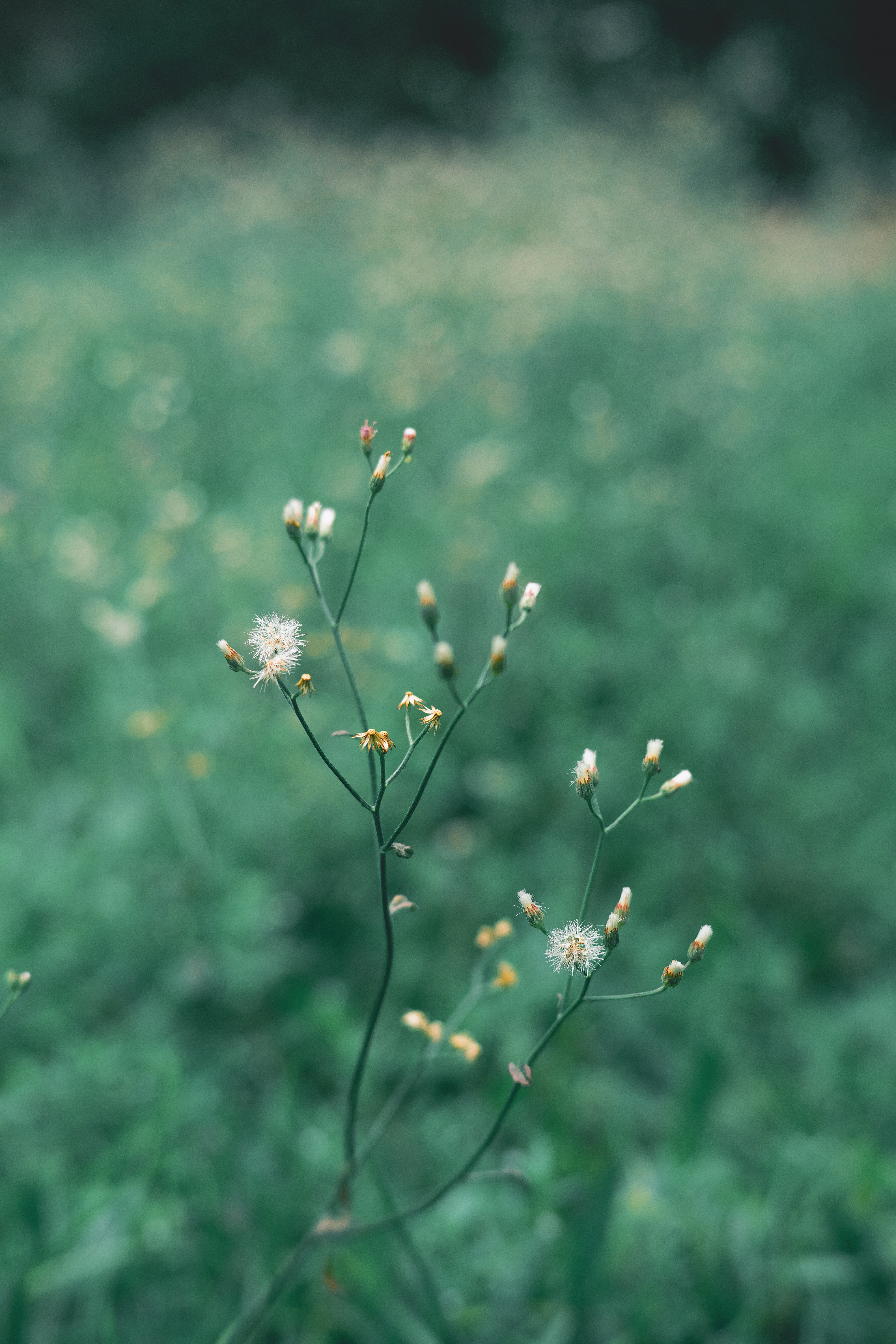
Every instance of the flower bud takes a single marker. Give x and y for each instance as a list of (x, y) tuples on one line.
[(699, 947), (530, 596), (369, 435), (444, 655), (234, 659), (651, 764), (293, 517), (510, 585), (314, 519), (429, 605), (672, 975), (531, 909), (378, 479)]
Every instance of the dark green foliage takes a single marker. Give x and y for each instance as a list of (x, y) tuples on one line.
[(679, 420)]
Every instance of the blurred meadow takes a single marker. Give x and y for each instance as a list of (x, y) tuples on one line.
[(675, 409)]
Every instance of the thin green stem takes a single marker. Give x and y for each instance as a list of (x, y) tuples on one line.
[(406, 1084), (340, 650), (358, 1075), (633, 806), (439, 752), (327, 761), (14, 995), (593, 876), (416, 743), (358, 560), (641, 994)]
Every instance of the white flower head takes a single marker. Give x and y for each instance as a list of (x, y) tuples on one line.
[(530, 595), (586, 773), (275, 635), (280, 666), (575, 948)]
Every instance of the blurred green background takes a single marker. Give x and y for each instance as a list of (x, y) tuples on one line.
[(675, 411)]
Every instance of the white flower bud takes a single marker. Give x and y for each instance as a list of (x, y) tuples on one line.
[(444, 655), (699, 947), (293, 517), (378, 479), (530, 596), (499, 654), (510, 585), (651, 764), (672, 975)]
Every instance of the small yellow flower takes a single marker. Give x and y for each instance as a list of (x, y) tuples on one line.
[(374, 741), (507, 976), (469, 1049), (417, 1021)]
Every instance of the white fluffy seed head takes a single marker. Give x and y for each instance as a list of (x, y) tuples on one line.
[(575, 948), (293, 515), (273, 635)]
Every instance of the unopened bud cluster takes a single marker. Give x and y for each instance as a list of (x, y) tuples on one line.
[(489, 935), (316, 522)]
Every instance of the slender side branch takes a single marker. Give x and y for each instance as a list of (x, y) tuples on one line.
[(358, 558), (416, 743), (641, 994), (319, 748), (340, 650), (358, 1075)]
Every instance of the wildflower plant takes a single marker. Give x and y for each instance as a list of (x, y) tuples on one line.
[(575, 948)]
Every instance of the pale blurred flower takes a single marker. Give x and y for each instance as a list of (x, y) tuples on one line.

=== TASK TO CARRY OUT ===
Recast all of the material above as a numbered list with no blank lines, and leave the pictures out.

=== WRITTEN ANSWER ===
1. Every instance of the flower bud takes a single marker. Give x and y for each instance as a list of (x, y) tuples on one line.
2. [(699, 947), (530, 596), (369, 435), (444, 655), (234, 659), (651, 764), (293, 517), (510, 585), (314, 519), (429, 605), (672, 975), (531, 909), (378, 479)]
3. Every instance of the dark green foliage takes a single marker. Give x and y for each instance as a list of (x, y) tuples on one line.
4. [(679, 420)]
5. Every instance of the blurred meadow takes a single marker. Give x and y for each instance as a list of (x, y) tuples on one line.
6. [(675, 409)]
7. Every instance of the thin green stem takes a single marker. Give x and y for each instance as a list of (x, y) tuples on one line.
8. [(406, 1084), (340, 650), (358, 1075), (633, 806), (439, 752), (327, 761), (14, 995), (593, 876), (416, 743), (358, 560), (641, 994)]
9. Every instance of the white flower head takes a single marker. Give x and y for each instance as a list of (x, y) tuples on one line.
10. [(530, 595), (586, 773), (275, 635), (280, 666), (575, 948)]
11. Every instance of the blurred green background takes a single marker. Give x and y for each instance as a list of (x, y) tuples on one line.
12. [(675, 411)]
13. Every instance of the white flower bud takes a single marker. Give x and y for each instance as a list of (x, y) tuples on one line.
14. [(444, 655), (699, 947), (293, 517), (378, 479), (530, 596), (499, 654), (510, 585), (651, 764), (672, 975)]
15. Every instance of the small yellow flower takes a single marker. Give x and y for each instance as a list of (x, y) tuples on one line.
16. [(374, 741), (507, 976), (469, 1049), (417, 1021)]
17. Every instance of the white fluffy seed head takes a single marker. Give x and y for each instance as a list of (x, y) tuples on one line.
18. [(575, 948), (293, 515), (273, 635)]
19. Every instance of the unopened bud cluster takes a single marker. Give x and y for each instance as a list of (x, y) tuples on one line.
20. [(489, 935), (316, 522)]
21. Every instance of the slender side branch takes a single marker. Give x and y for each instance as a list of (x, y) tuples on one line.
22. [(358, 558), (416, 743), (641, 994), (319, 748), (340, 650), (358, 1075)]
23. Every instance of the wildflower plant takes a single marker. Give x and y for each instance as a list of (x, y) tuples on one line.
24. [(575, 948)]
25. Every instance of the pale blurred flower takes a single marker. Give x and y for each instance as a list of (x, y) tuples on one line.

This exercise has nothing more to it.